==== Fragmento de origen

Más casos particulares en este link, muy interesante, dados los tiempos que corren:

Seguridad Social:Información útil


----------



## blackholesun_borrado (31 Ene 2012)

Pedorro dijo:


> Por supuesto que no es así.
> 
> El artículo es ciencia ficción, propio de un completo ignorante en derecho fiscal.
> 
> ...




Bajo mi incultura y dígame sime equivoco

El IVA lo tiene que pagar el consumidor final del país que compra la mercancia. EN este caso sería el español, por tanto, si se ha vendido algo en España hay que poner el IVA y habría que pagarlo en España.


Luego tienes problemas con los proveedores. Antes de operar ellos te van a pedir unas escrituras, te van a pedir un nif, porque van a tener que crear facturas con ese nif


Si el NIF es extranjero necesitas un número de IVA intracomunitario, porque se suponen que ellos están vendiendo una mercancía al extranjero (Inglaterra en este caso)

No se los trámites para sacar un IVA intracomunitario en Inglaterra, que a lo mejor te piden más requisitos que estos.



Yo lo estuve analizando y era mucho más complicado que esto, yo porque no sabía, pero me parecio imposible


----------



## greenspanator (31 Ene 2012)

Uriel dijo:


> Tengo mis dudas que viviendo y gestionando la empresa desde España, con c/c español, no tenga que declarar nada a Hacienda.
> Me parece a mí que que en cuanto vean dinero entrar y ninguna declaración,se pongan a inspeccionar y de ahí sálvese quien pueda.



Bienvenido a Europa, since 1986.


----------



## Gotterdamerung (31 Ene 2012)

greenspanator dijo:


> Enhorabuena Gotter, y gracias por la info.
> 
> Una curiosidad, ¿Te has hecho un broker de metales?



No hombre, soy un humilde trader e inversor nada más. 
Pero sí investigaré lo de montar una empresa en Uk si se pudiera luego abrir cuenta como empresa y tuviera alguna ventaja.


----------



## Gotterdamerung (31 Ene 2012)

Ver comentarios del post en meneame (que no es mío) para más opiniones:

Como crear una empresa en 3 horas por 71 euros


----------



## Gotterdamerung (31 Ene 2012)

Más info:

Crear una empresa en Reino Unido UK y operar desde España | EmprendeBlog


----------



## norifumi (31 Ene 2012)

========
==== Extracto del listado

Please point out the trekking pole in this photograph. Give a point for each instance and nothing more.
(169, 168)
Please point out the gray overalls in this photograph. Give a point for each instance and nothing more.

========

**Consignas de trabajo**
1) Según el hilo del foro, ¿qué necesita quien opera con un NIF extranjero?
2) Indique si cada afirmación concuerda con el hilo del foro y cite las palabras que lo deciden: (a) blackholesun_borrado sostiene que el IVA lo paga el consumidor final del país que compra la mercancía; (b) Gotterdamerung se presenta como broker de metales; (c) Gotterdamerung afirma ser el autor del post de meneame que recomienda.
3) Prosiga el hilo del foro a partir de su última línea.

**Respuestas**
1) Necesita un número de IVA intracomunitario.

2)
(a) Sí: "El IVA lo tiene que pagar el consumidor final del país que compra la mercancia."
(b) No: "No hombre, soy un humilde trader e inversor nada más."
(c) No: "(que no es mío)"

3)
sigo con la misma duda de siempre (y creo que empieza a ser generalizada): Que pasa con una LTD operada desde Spain cuando se entera la hacienda española que facturas sin tributar a la matter patria???


----------



## blackholesun_borrado (31 Ene 2012)

norifumi dijo:


> sigo con la misma duda de siempre (y creo que empieza a ser generalizada): Que pasa con una LTD operada desde Spain cuando se entera la hacienda española que facturas sin tributar a la matter patria???



es que eso es lo princiapal y no lo explican


el iva se paga dónde se vende el producto, es decir, el usuario final, si yo vendo el producto en España, tengo que declarar el IVA aquí si o si


Allí está el truco


Si yo vendo el producto en Bélgica tengo que declarar el IVA en Bélgica


----------



## flow (1 Feb 2012)

A ver, yo flipo con algunas cosas: 

- No hace falta estar nacionalizado para tener una empresa en otro país. Yo vivo en Reino Unido y mi empresa (soy autónomo operando bajo una marca comercial) está registrada legalmente y no estoy nacionalizado inglés lógicamente. Eso sí, tengo mi residencia y domicilio fiscal míos y de mi empresa en Reino Unido.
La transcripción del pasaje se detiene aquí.